(begin)

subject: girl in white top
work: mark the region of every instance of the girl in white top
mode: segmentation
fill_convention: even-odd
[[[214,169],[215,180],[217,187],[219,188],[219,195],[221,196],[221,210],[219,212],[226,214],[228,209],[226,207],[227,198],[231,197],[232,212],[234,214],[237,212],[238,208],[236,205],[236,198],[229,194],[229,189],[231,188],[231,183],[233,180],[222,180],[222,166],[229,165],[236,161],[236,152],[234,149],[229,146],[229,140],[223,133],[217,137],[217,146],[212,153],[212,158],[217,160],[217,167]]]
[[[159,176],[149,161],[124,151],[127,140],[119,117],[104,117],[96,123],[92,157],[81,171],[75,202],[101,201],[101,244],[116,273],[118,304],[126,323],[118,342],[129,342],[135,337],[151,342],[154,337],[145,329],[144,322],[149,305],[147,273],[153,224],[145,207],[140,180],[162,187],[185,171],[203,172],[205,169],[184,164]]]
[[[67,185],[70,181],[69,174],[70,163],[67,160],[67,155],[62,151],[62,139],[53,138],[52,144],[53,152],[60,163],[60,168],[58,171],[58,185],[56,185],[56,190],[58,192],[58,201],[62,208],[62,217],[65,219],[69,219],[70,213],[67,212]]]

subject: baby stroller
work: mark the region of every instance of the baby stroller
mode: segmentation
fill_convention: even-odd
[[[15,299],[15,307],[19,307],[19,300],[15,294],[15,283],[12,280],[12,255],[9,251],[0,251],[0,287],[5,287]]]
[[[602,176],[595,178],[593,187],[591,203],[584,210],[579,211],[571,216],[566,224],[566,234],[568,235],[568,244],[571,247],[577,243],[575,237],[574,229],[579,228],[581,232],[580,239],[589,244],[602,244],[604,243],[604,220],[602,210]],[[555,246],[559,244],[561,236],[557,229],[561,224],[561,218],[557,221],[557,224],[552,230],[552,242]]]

(end)

Exercise directions =>
Count the lines in the material above that contain the word "baby". Reply with only the number.

Written answer =>
2